La débâcle en Afghanistan suscite d'amères récriminations de l'armée britannique, des conservateurs et des travaillistes

Le retrait des États-Unis d’Afghanistan a suscité une vague d’indignation chauvine de la part d’éminentes personnalités militaires et de ministres conservateurs, le parti travailliste, dans l’opposition, se joint à ce chœur.

La valeur de la relation entre la Grande-Bretagne et les États-Unis a été ouvertement remise en question ; d’autres ont pris une pose churchillienne et ont lancé des appels maussades à une intervention militaire indépendante ou à d’éventuelles alliances avec des puissances européennes pour contrer la dépendance vis-à-vis de Washington.

Le Times a publié un article du député conservateur Tom Tugendhat, ancien officier de l’Armée territoriale et actuel président de la commission parlementaire des Affaires étrangères. Il écrit que le Royaume-Uni se trouve face à son plus grand désastre à l’étranger depuis la crise de Suez en 1956, lorsque le Royaume-Uni n’avait pas réussi à reprendre le contrôle du canal en raison de l’opposition des États-Unis. Cette crise avait ouvert la voie à la fin de l’Empire britannique. Il a averti que la Grande-Bretagne était désormais «impuissante» face à la politique de retrait des États-Unis, et que les coupes dans les forces armées devaient cesser si l’on voulait inverser cette situation.

**Travail à faire**
1. Pouvez-vous reproduire à l'identique les lignes du jeu de données, en commençant par celle qui contient « In this exercise you will indicate the dog » et en terminant par celle qui contient « x=320, y=198 », ces deux lignes comprises ?
2. Pouvez-vous reprendre l'article sur la débâcle en Afghanistan et le poursuivre après sa dernière phrase ?
L'article sur la débâcle en Afghanistan et les lignes qui suivent n'ont pas la même provenance.

Lignes issues d'un jeu de données
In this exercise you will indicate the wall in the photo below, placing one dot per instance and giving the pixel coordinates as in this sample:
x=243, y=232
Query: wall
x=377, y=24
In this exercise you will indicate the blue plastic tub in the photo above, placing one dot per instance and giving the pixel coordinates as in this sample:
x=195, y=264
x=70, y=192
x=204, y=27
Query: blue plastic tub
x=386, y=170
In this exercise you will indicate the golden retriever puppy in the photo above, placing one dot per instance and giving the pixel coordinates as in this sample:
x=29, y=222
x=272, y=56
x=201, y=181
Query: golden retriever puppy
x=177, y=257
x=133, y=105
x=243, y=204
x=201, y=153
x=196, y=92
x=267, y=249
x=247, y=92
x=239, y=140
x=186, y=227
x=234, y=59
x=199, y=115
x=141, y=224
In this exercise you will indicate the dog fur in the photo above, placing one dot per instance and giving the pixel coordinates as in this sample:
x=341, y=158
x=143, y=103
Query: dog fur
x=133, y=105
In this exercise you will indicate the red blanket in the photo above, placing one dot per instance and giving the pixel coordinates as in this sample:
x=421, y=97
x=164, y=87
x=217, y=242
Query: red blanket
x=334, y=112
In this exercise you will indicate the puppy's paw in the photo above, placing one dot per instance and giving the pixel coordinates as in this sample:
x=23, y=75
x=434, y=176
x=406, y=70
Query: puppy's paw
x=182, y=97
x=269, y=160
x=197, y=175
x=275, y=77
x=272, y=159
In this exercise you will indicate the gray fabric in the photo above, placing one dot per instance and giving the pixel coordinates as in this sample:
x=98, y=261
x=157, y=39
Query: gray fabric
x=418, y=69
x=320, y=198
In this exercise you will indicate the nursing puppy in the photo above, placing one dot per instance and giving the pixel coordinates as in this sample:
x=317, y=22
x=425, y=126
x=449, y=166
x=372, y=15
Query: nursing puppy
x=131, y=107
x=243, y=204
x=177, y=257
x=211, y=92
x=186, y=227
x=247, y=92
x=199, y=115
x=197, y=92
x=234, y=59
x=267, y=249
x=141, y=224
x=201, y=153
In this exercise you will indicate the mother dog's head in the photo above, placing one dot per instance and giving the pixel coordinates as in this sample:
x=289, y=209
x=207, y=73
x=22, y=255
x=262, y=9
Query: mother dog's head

**Réponses par tâche**
1.
In this exercise you will indicate the dog fur in the photo above, placing one dot per instance and giving the pixel coordinates as in this sample:
x=341, y=158
x=143, y=103
Query: dog fur
x=133, y=105
In this exercise you will indicate the red blanket in the photo above, placing one dot per instance and giving the pixel coordinates as in this sample:
x=421, y=97
x=164, y=87
x=217, y=242
Query: red blanket
x=334, y=112
In this exercise you will indicate the puppy's paw in the photo above, placing one dot per instance and giving the pixel coordinates as in this sample:
x=23, y=75
x=434, y=176
x=406, y=70
Query: puppy's paw
x=182, y=97
x=269, y=160
x=197, y=175
x=275, y=77
x=272, y=159
In this exercise you will indicate the gray fabric in the photo above, placing one dot per instance and giving the pixel coordinates as in this sample:
x=98, y=261
x=157, y=39
Query: gray fabric
x=418, y=69
x=320, y=198

2.
Ben Wallace, secrétaire d’État à la défense et lui aussi ex-officier de l’armée britannique, a déclaré aux médias que Londres était si horrifié par la décision de Washington de se retirer complètement d’Afghanistan qu’il avait essayé d’obtenir le soutien des autres alliés de l’OTAN pour maintenir une sorte de force de stabilisation sans les États-Unis. Lorsqu’on lui a demandé s’il était inquiet que la résurgence des talibans en Afghanistan puisse conduire à des attaques terroristes au Royaume-Uni à l’avenir, il a répondu: «Bien sûr que je suis inquiet, c’est pourquoi j’ai dit que je pensais que ce n’était pas le bon moment ou la bonne décision à prendre parce que, bien sûr, Al-Qaïda reviendra probablement», mais «Lorsque les États-Unis, en tant que nation-cadre, ont pris cette décision, la façon dont nous étions tous configurés, la façon dont nous étions entrés, signifiait que nous devions partir aussi».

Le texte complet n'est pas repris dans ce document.